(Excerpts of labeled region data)

* * * * *

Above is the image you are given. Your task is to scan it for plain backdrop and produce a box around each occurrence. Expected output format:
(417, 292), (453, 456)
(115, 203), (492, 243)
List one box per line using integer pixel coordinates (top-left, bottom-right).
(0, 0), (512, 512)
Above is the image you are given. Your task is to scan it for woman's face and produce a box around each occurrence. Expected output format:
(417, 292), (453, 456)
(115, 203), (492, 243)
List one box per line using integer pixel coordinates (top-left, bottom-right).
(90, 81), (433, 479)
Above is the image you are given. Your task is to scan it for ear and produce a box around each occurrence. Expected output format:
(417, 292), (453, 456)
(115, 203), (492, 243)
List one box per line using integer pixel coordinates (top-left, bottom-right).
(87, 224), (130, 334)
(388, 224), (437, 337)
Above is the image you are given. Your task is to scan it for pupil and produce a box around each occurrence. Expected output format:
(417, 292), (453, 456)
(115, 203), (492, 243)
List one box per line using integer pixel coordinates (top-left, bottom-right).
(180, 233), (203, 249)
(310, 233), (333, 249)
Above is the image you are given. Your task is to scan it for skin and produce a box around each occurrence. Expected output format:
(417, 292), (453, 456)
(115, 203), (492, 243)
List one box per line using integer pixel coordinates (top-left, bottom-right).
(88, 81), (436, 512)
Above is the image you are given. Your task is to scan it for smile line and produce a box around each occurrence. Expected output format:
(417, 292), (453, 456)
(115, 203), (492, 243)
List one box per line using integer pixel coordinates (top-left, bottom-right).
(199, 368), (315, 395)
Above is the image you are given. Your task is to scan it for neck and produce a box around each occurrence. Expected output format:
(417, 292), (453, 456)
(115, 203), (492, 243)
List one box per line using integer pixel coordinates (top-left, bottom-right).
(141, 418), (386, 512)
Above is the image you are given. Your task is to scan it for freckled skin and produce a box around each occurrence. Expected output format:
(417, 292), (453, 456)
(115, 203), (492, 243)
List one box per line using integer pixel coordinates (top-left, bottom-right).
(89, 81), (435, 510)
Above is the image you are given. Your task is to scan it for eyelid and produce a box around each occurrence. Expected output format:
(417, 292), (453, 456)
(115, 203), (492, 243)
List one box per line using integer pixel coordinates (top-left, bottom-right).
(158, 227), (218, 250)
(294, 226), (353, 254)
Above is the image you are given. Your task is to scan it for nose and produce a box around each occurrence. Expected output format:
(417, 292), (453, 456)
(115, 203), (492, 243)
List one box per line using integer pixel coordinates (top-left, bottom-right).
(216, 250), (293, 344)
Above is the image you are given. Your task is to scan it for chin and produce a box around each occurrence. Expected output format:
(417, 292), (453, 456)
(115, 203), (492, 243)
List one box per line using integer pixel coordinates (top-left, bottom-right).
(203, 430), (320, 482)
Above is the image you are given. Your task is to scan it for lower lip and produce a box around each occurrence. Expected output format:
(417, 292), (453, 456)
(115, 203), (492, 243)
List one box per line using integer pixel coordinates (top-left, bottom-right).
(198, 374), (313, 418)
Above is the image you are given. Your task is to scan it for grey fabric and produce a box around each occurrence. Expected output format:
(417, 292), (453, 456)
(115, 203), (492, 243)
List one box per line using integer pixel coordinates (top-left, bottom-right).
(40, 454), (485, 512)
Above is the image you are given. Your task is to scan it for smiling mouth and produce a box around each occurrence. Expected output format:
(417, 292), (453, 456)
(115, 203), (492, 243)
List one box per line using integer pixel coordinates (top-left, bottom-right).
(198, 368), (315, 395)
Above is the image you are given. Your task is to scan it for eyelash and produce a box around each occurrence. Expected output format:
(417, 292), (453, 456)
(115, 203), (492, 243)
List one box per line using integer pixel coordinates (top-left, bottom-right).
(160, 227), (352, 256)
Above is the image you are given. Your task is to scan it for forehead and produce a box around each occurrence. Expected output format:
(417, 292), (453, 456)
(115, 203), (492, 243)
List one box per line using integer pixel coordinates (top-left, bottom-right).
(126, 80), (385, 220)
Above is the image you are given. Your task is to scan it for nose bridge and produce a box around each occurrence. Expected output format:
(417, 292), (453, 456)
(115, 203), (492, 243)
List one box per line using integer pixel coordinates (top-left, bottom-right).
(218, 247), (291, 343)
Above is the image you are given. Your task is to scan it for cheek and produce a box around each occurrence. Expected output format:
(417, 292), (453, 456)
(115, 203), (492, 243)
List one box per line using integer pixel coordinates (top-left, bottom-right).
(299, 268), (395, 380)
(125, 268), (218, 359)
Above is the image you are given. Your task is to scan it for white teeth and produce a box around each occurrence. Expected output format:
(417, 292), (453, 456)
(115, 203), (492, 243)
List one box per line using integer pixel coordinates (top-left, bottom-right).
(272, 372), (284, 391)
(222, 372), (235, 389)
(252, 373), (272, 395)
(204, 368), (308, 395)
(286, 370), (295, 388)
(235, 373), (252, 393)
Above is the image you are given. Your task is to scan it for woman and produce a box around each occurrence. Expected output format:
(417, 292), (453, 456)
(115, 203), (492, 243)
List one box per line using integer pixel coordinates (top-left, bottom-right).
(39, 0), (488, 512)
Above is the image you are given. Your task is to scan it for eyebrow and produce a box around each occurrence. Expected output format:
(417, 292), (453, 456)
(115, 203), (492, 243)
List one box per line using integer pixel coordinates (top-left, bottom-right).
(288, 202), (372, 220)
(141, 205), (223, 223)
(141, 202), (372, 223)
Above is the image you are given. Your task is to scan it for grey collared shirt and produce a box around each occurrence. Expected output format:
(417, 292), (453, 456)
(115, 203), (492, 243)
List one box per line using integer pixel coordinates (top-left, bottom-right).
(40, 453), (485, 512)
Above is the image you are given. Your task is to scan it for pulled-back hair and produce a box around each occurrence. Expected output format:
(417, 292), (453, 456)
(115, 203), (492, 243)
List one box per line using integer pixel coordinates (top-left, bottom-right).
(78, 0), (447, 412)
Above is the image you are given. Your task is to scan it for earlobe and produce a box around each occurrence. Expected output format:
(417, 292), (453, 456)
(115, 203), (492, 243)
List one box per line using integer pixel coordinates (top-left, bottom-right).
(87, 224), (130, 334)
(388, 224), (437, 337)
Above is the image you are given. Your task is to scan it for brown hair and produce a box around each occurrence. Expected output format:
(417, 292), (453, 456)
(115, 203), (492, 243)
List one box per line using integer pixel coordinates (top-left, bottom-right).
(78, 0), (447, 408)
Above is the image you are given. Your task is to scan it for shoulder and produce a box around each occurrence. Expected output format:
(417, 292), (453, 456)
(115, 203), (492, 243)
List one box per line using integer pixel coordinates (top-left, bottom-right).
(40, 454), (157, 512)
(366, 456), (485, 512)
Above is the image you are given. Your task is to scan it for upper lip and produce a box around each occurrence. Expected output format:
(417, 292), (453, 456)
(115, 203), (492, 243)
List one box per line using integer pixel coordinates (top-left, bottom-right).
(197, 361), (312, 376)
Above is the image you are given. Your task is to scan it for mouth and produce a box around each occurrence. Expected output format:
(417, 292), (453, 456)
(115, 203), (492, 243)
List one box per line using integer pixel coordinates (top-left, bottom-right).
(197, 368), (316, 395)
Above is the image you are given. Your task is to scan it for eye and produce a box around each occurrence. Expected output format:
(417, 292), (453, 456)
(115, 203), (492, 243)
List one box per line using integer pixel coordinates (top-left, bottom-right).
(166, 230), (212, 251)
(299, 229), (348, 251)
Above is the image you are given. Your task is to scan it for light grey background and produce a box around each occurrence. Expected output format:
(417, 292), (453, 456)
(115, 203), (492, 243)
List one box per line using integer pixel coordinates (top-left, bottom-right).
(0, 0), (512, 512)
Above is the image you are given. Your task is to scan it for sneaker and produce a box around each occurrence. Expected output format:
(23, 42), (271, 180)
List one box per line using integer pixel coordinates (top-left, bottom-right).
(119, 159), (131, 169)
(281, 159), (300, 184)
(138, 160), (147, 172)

* * * * *

_SHORT TASK_
All lines from the one containing "it for light" through the final line of the listing above are to be reproduced exactly; include both and add nothing.

_SOLUTION BELOW_
Above is the image you are given. Your task is to scan it for light grey background and produce a box around each occurrence. Expected output format:
(417, 292), (453, 456)
(115, 203), (492, 243)
List one box per line using integer pixel coordinates (top-left, bottom-right).
(0, 0), (512, 512)
Above is the image you are given. Your task is to scan it for sneaker and produce a box around each occurrence. Expected output format:
(23, 42), (271, 180)
List one box per line using integer pixel coordinates (top-left, bottom-right).
(119, 159), (131, 169)
(281, 159), (300, 184)
(138, 160), (147, 172)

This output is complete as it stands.